— Set tasks —
[1] In the press release about Sarah Borges, edit the passage from "She’s gone from" to "brakes anytime soon." so that "touring miles" reads "road miles" instead.
[2] Recast the paragraph of the Sarah Borges press release that begins "She’s gone from frontwoman" as a short bulleted list that keeps its main facts.
[3] Write the next part of the press release about Sarah Borges, picking up after its final sentence.

— Selected excerpt —
Streetdate: Oct 12th, 2018
Borges and company reunite to collaborate with producer Eric “Roscoe” Ambel (Del-Lords, Bottle Rockets, Joan Jett & the Blackhearts) on a no-frills rock romp.
BOSTON, Mass. — As rock phenoms go, Sarah Borges has never been easy to pin down. Since bursting onto the national scene in 2005 as the lead singer of the Broken Singles, she hasn’t allowed a speck of dust to settle on her sound or her story. Instead, the Massachusetts native has just kept on moving and shaking.
She’s gone from frontwoman to solo act, to frontwoman again. She’s deftly navigated the weird road that winds from emerging artist to veteran performer. She’s made seven records and racked up countless touring miles. She’s collected shiny things, including an Americana Music Award nomination, multiple Boston Music Awards, and song credits on TV shows Sons of Anarchy and The Night Shift. Bands like Los Straitjackets and Big Sandy & His Fly-Rite Boys have brought her out on the road with them. Cowboy laureates Steve Berlin and Dave Alvin have lined up to collaborate with her.
As if all that wasn’t fodder enough for a compelling rock ’n’ roll narrative, in the last few years Sarah has been married and divorced, become a mother, and gotten sober. It’s a whole lot of moving and shaking for someone who just turned 40, but don’t expect to find her pumping the brakes anytime soon.

— Supplied entries —
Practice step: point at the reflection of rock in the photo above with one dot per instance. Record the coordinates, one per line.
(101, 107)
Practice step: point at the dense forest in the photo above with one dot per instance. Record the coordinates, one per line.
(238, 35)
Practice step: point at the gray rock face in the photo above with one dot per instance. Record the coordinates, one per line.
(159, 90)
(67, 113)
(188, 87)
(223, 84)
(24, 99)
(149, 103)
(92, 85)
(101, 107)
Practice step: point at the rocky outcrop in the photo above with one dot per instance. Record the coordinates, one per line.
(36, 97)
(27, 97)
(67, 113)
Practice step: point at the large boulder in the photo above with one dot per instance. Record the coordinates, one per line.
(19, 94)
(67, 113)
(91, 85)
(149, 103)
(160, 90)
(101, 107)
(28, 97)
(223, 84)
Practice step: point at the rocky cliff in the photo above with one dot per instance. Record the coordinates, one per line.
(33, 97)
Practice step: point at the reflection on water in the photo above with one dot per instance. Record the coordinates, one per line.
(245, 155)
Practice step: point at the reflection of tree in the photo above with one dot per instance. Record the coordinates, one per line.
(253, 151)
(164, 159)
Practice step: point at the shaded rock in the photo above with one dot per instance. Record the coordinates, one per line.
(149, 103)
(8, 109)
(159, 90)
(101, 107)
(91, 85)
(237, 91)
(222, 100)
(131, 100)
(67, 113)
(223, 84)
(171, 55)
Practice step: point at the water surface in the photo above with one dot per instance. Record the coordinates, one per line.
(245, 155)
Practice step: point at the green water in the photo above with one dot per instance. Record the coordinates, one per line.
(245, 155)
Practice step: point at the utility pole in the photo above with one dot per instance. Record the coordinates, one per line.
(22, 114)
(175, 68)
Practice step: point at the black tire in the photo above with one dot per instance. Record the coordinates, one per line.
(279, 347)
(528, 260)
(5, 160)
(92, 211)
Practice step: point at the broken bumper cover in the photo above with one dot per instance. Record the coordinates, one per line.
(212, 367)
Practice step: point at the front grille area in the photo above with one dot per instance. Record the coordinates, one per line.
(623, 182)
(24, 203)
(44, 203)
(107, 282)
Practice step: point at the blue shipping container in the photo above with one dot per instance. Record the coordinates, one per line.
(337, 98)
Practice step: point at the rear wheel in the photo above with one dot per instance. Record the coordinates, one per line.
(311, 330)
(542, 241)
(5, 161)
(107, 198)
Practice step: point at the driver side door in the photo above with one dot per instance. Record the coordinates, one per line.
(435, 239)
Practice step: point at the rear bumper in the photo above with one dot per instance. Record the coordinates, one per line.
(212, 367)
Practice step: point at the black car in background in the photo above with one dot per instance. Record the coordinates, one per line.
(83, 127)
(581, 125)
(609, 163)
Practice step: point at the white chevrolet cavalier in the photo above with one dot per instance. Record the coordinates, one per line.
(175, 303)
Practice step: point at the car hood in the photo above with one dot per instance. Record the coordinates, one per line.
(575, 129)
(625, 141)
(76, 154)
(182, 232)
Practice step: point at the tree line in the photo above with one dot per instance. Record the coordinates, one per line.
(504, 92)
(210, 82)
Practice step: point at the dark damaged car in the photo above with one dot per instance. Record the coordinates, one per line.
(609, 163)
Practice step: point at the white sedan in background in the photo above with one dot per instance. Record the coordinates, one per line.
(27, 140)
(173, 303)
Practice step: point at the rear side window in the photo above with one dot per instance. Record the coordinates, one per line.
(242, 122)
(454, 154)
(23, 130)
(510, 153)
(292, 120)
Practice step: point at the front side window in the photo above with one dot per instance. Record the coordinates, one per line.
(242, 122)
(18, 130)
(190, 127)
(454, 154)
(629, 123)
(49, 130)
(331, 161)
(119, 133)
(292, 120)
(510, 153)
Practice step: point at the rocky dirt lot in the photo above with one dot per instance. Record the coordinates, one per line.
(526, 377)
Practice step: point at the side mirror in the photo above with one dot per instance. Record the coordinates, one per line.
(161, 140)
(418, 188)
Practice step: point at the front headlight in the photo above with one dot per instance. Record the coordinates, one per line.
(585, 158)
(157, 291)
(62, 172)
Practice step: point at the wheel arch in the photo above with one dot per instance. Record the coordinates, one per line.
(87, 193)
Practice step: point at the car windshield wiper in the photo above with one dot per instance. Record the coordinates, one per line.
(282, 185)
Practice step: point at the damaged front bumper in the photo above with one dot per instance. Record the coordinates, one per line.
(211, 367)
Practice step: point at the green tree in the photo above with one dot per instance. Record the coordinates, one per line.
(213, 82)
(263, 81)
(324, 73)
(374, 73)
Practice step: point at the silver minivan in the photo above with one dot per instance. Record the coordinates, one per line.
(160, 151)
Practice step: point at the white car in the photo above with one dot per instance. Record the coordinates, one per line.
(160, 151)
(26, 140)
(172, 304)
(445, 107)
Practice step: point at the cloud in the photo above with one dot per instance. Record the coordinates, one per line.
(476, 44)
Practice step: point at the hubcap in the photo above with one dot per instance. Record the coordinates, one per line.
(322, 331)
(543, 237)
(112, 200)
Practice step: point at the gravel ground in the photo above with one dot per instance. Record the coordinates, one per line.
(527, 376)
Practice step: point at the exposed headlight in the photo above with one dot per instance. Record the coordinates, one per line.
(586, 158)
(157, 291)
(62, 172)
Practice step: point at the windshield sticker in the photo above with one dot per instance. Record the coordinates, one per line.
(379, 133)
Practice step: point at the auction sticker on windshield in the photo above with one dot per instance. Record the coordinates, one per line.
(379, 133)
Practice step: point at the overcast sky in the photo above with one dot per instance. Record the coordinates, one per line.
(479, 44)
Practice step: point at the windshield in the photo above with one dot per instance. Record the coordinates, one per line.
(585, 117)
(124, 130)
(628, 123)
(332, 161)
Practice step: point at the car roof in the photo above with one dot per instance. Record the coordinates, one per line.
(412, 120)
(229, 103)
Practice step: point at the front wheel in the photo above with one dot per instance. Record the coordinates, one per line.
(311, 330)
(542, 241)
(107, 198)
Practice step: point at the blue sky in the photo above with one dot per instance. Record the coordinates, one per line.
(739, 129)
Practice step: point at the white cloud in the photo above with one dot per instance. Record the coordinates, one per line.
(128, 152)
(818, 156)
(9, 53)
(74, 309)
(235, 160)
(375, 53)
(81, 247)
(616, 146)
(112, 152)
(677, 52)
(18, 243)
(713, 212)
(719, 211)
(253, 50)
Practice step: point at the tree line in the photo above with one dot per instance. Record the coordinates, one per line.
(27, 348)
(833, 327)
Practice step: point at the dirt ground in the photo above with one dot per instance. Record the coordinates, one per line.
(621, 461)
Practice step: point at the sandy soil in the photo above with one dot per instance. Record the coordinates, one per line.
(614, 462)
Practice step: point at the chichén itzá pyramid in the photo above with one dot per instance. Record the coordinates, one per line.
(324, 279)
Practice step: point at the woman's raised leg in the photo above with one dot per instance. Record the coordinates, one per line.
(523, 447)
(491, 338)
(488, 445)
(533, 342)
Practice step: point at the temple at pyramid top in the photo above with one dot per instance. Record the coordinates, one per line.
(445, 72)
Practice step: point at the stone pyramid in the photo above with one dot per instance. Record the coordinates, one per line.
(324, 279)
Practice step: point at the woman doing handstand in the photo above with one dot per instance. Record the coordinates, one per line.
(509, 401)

— Responses for each task —
[1]
She’s gone from frontwoman to solo act, to frontwoman again. She’s deftly navigated the weird road that winds from emerging artist to veteran performer. She’s made seven records and racked up countless road miles. She’s collected shiny things, including an Americana Music Award nomination, multiple Boston Music Awards, and song credits on TV shows Sons of Anarchy and The Night Shift. Bands like Los Straitjackets and Big Sandy & His Fly-Rite Boys have brought her out on the road with them. Cowboy laureates Steve Berlin and Dave Alvin have lined up to collaborate with her.
As if all that wasn’t fodder enough for a compelling rock ’n’ roll narrative, in the last few years Sarah has been married and divorced, become a mother, and gotten sober. It’s a whole lot of moving and shaking for someone who just turned 40, but don’t expect to find her pumping the brakes anytime soon.

[2]
- Moved from frontwoman to solo act and back to frontwoman
- Made the transition from emerging artist to veteran performer
- Made seven records and toured extensively
- Earned an Americana Music Award nomination, multiple Boston Music Awards, and song credits on Sons of Anarchy and The Night Shift
- Was brought on the road by Los Straitjackets and Big Sandy & His Fly-Rite Boys
- Drew Steve Berlin and Dave Alvin as eager collaborators

[3]
“I’m not slowing down,” Borges says. “I’m gonna keep on seeking the next sound, the next song, the next chapter of who I am.”
There’s never been much daylight between Sarah and re-invention. Even as she’s weathered the inevitable ups and downs in an industry that’s perpetually imploding, she’s stayed the course, creating an impressive body of work one album at a time, personal plot twists and genres be damned.
“Critics have always loved Sarah, but that doesn’t mean they’ve figured out what to do with her,” says Binky, her longtime bassist and best friend of 15 years.
He has a point. Conduct even a quick Google search, and you’ll find that she’s been dubbed everything — from an Americana darling to a roots rocker to a cowpunk to the next Sheryl Crow — by tastemakers as diverse as The New York Times and SiriusXM Outlaw Country Radio.
Sarah’s many things. She’s a driven artist who cranks out finely crafted, character-driven songs with the dexterity of a prolific novelist. She’s a busy single mom who doesn’t have time for your bullshit. She’s an unapologetic stage belcher. And as her bandmates are quick to point out, she’s an incurable road dog who lives for gigs and relishes the long-haul drives in vans full of stinky dudes that said gigs require. Which is all to say that Sarah and her music contain multitudes. Grit, grace, and everything in between.
“I don’t know what to call it most days,” she says, “Lately I just call it ‘rock ’n’ roll.’ Can we just call it that for crying out loud?”
But if you’re looking for a common denominator threading through all of Sarah’s multitudes, or something approximating a label that she might not fight you on, “joy” fits the bill. Yes, you read that right. Joy isn’t the first thing most fans associate with barroom rock songs about heartbreak, sticking it to bad men, or lusty midnight romps. But for Sarah it’s a palpable force running through everything she does.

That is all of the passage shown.